━━━━━ 文書の一節 ━━━━━
とはいえ、浮いた距離が短ければ、影響も小さく、なにかあれば「社会的な自分」がすぐ帰ってこられます。
通常、人間の状態は、が浮きっぱなしではなく、浮いたりついたりしています。まさに、あの図の通りといっていいかと思います。だから、普通は問題なしです。
なぜ何のために浮くのか、ということに関してはわかっていません。また、浮いてる時、人間の状態はどうなっているのかもよくわかっていません。脳波でアルファ波が出ている状態だという人もいますが、ベータ波やシータ波も出ています。リラックスしているともいえるし、緊張し集中している時もあります。
現象としては確かにあるけれども、その持つ意味は今のところ不明です。
問題なのは、浮きっぱなしになった時に、悪意を持って操作されたり、「自然な自分」の役目や状態、思いといったものを無視して指示されてしまったりするときです。または、恐怖や逃げ場のない感じ、両方に引っ張られて動きが取れない時、板挟みになったようなとき、そんな感じで浮いてしまったりすると、「社会的な自分」が、いくらちゃんとしているつもりでも、「自然な自分」の方は混乱していたり、機能停止に近い形になっていたりします。
━━━━━
必要な作業: 「自然な自分」と「社会的な自分」の浮き方を扱った文書の一節を、最後の文に続けて書き進めてください。 記録は、この文書とは別の出典から取られたものです。
━━━━━ 保存データ ━━━━━
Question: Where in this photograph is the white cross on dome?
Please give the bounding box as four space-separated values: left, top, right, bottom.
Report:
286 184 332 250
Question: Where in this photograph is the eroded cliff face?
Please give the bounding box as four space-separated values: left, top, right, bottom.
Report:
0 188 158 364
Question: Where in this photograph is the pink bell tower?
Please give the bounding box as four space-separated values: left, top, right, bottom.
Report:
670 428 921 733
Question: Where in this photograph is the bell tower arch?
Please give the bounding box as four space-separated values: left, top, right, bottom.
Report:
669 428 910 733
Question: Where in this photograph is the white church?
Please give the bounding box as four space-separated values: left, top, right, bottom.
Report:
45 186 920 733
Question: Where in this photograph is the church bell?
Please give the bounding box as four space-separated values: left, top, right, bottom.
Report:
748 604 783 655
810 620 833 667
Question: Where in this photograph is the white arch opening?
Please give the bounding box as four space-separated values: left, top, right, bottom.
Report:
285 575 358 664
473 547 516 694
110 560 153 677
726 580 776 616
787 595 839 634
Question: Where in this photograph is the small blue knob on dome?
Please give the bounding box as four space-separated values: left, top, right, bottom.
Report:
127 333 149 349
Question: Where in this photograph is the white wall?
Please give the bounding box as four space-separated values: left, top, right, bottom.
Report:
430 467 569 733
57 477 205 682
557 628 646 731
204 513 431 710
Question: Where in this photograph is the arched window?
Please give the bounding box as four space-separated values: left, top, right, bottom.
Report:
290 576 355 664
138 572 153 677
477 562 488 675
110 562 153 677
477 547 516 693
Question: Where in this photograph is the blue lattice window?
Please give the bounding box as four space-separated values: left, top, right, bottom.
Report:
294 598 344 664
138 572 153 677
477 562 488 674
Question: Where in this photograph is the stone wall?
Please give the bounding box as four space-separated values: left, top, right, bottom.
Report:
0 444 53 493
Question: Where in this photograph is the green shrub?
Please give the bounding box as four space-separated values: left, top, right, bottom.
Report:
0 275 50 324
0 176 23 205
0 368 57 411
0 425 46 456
━━━━━
最終回答:
そうなると、身体的にも心理的にもいろいろと不都合や、思わぬことがおこったりします。極端な時には、手や足が何の理由もなく動かなくなったり、首が動かなくなったり、目が見えなくなったり、逆にそれらが勝手に動いたり、あるいは不安が増したり、幻覚を見たり、幻聴がおこったりなど、なんでもおこる可能性があります。もちろんそのときの「自然な自分」の状態や、考え方にもよりますけど、どんなことでもおこり得ます。

ではここで、どんな時に浮くのかいくつかパターンに分けてみましょう。

※カッコの中の○△×は、入る催眠状態が良い○、状況による△、悪い×という意味です。

集中(○)──興味のある事か何かに、集中したり没頭している時

会話に夢中になっている時、本を読んでいる時、面白いお話を聞いている時、映画を見ている時、ゲームをしている時、スポーツをしている時、仕事や勉強をしている時、絵を描いたり、音楽を聴いたり演奏している時、ダンスをしている時など。

ショック、驚き(△)──何かに驚いたり、衝撃を受けたり、感動したり、喜んだりした時

ひどい事故を目撃したとか、目の前に何かが飛び出してきたり、知らない人に突然話しかけられたり、突然抱きつかれたり、いつも握手する人がしなかったり、逆にしない人から握手を求められたり、ほんとに欲しかったものが突然もらえたり(望んでる人からの突然のプロポーズとか)、感動的な話を聞いた時など。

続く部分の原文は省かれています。